OUR LADY PEACE HAS SOLD OUT!!!
(not meant in that “they’ve gotten too commercial sort of way…)

keep in mind, it WAS me who hand wrote the signs…they were half-sheet size, and i put them at eye level to the customers. the one on my window was a bit longer; it said…

OUR LADY PEACE IS
SOLD OUT!!!
THAT’S RIGHT, KIDS
SOLD OUT!!!
YES, WE ARE SERIOUS

and we STILL had customers coming up and asking for tickets. or seeing if we would release unclaimed (but already paid for) will call. or just sell ’em one “so my kids can go in and see the show…”. the last guy even added (in front of his teenage kids, no less) “if you won’t float me two to get them in, what does that teach them about this world?”

do you guys remember the “don’t be melodramatic rule” from yesterday? i fired back at him (in front of his kids), “it teaches them the value of planning ahead and not waiting till the last minute so they don’t have to embarrass themselves begging for something that ISN’T gonna happen…”

DATA RECORDS -

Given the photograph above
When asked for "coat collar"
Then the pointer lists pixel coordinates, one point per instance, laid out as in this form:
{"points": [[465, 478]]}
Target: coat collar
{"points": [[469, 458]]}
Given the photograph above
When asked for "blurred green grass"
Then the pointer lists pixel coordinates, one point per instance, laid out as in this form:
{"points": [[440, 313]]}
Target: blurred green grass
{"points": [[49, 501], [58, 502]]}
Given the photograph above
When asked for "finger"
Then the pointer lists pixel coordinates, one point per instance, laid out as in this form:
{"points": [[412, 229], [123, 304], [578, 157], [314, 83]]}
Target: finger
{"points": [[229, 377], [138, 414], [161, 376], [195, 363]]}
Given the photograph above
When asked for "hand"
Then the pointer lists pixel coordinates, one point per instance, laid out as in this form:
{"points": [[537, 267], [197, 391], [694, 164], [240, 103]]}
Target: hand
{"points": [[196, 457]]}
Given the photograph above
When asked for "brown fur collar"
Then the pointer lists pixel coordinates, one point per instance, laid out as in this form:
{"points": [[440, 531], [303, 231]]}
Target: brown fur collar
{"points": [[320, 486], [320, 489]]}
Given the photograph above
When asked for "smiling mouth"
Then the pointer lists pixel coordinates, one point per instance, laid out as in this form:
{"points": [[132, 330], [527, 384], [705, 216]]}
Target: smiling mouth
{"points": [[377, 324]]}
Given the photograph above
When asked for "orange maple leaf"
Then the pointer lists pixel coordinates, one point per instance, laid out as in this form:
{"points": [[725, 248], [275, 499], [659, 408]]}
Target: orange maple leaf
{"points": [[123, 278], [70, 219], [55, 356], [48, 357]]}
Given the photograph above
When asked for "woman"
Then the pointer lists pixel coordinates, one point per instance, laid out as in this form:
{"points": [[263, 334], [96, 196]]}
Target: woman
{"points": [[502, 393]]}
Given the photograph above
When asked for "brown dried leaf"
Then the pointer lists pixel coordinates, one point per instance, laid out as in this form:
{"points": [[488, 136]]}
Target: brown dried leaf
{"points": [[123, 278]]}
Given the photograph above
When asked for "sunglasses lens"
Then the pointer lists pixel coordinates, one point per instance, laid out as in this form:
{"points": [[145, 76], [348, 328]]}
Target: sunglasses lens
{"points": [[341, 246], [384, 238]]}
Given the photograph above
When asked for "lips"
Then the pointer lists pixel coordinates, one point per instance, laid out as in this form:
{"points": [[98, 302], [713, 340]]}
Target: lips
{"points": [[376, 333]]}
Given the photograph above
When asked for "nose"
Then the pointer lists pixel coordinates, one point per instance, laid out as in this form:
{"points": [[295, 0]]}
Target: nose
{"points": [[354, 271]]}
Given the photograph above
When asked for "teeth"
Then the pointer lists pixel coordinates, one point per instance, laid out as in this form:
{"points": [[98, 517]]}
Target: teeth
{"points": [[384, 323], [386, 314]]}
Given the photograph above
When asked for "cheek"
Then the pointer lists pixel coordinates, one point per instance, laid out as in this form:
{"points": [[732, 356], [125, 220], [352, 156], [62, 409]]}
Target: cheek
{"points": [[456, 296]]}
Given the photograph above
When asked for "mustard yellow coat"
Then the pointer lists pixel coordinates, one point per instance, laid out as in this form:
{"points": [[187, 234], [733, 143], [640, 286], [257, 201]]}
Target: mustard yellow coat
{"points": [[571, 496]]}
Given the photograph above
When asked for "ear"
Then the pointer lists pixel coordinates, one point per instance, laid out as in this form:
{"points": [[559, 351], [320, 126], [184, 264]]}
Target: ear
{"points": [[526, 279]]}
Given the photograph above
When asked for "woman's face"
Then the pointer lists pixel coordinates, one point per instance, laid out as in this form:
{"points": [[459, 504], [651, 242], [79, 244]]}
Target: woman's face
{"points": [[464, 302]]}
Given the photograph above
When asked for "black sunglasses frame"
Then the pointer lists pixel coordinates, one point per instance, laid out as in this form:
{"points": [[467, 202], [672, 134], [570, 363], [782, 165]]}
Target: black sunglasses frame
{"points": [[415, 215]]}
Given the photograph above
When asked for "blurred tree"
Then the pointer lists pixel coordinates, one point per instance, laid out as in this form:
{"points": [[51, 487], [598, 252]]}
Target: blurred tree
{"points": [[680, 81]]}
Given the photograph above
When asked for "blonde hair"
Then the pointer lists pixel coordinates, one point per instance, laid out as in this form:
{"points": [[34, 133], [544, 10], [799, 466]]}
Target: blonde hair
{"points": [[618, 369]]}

REQUIRED TASKS -
1 > In the post about the sold-out Our Lady Peace show, what did customers still ask for even after the signs went up? List each one.
2 > Carry on the post about the sold-out Our Lady Peace show, starting after its last sentence.

ANSWERS BY TASK -
1 >
- Tickets
- Release of unclaimed will-call tickets that had already been paid for
- Selling them one ticket "so my kids can go in and see the show"

2 >
(understand the two quotes from this yutz i put on here are just bits of a five minute diatribe of his i had to sit through, all done in the name of making ME look like the asshole because i have this inability to “hook up” a perfect stranger who happens to NOT be female and cute, two exceptions to the “stranger hook up” scenario…so, FUCK him)

and at a hippy show, it’s a whole different world. these are kids that have been taught that money (which most of their parents make sure they have PLENTY of, despite their appearance) is not the only commodity in this world. they also feel they can trade affection (note: NOT sex), hand-made crafts, food, weed (okay that last one MIGHT just work if it’s good, not shake, not filled with stems and seeds…aw, you know the rules) in order to get into a sold out show; or in the case of tonight’s gig, buy a ticket.

the next three days have nothing but patchouli-drenched ugliness written ALL over them…and keep in mind i get to sit out and sweat at these first two AFTER putting in a full day at the office…and then there’s saturday’s finale, and then jewel (which is also damn near sold out). saturday and sunday night (particularly sunday) i plan on getting so drunk i can barely see…so count the typos on the next few entries here on the ‘whore kids…and if you don’t see entries daily, kick in to get me bailed out, k?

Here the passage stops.